▶ **BRIEF 1**:
Can you repeat word for word everything in the records below, from the line containing "of the dark" down to the very end of the records?

....

If the party does decide to flee then I guess Maelicent will just focus on grabbing a second spider leg before he heads out too; the bare minimum to make the two limbs of a bow. :\


----------



## SlagMortar

CB, does Brakkus have any previous experience with the city guard?  Being a soldier in the city for a few months on an unknown assignment, he would have at least looked into the overall strength and preparedness of the watch.  He might also have learned some about their overall structure and outlook (corrupt, upstanding, etc), though with his very average charisma he probably wouldn't have learned anything intimate.  He doesn't have knowledge local, either.  

Any answer is acceptable to me including Brakkus was to busy hitting on Vaja to learn anything useful.


----------



## CanadienneBacon

The city Guard is competent.  After enduring two sieges in 60 years, not only is the entire city surrounded by a 70-foot high wall that is 12 feet thick at its base and wide enough on top for a catwalk manned by archers, but the Guard is affiliated with both the Edaesmyd Crown Navy and Army.

....

▶ **BRIEF 2**:
Could you quote everything in the forum thread above, from "CB, does Brakkus" down to "Navy and Army."?

....

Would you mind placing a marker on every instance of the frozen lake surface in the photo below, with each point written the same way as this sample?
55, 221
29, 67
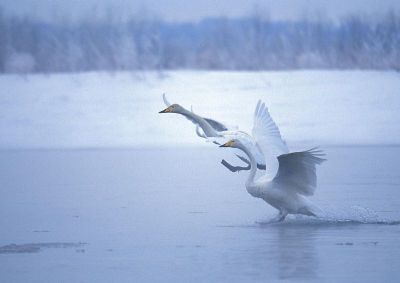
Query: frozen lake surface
176, 215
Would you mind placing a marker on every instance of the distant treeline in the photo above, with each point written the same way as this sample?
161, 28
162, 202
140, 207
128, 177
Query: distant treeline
251, 43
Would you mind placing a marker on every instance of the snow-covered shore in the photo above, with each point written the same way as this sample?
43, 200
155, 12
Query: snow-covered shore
120, 110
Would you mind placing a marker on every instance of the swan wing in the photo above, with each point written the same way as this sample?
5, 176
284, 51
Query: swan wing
218, 126
268, 138
297, 171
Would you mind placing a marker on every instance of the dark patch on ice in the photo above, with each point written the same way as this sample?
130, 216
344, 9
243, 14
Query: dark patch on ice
197, 212
36, 247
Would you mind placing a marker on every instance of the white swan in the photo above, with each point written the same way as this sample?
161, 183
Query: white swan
218, 133
289, 176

....

▶ **CORRECT OUTPUT 1**:
Would you mind placing a marker on every instance of the dark patch on ice in the photo above, with each point written the same way as this sample?
130, 216
344, 9
243, 14
Query: dark patch on ice
197, 212
36, 247
Would you mind placing a marker on every instance of the white swan in the photo above, with each point written the same way as this sample?
161, 183
Query: white swan
218, 133
289, 176

▶ **CORRECT OUTPUT 2**:
CB, does Brakkus have any previous experience with the city guard?  Being a soldier in the city for a few months on an unknown assignment, he would have at least looked into the overall strength and preparedness of the watch.  He might also have learned some about their overall structure and outlook (corrupt, upstanding, etc), though with his very average charisma he probably wouldn't have learned anything intimate.  He doesn't have knowledge local, either.  

Any answer is acceptable to me including Brakkus was to busy hitting on Vaja to learn anything useful.


----------



## CanadienneBacon

The city Guard is competent.  After enduring two sieges in 60 years, not only is the entire city surrounded by a 70-foot high wall that is 12 feet thick at its base and wide enough on top for a catwalk manned by archers, but the Guard is affiliated with both the Edaesmyd Crown Navy and Army.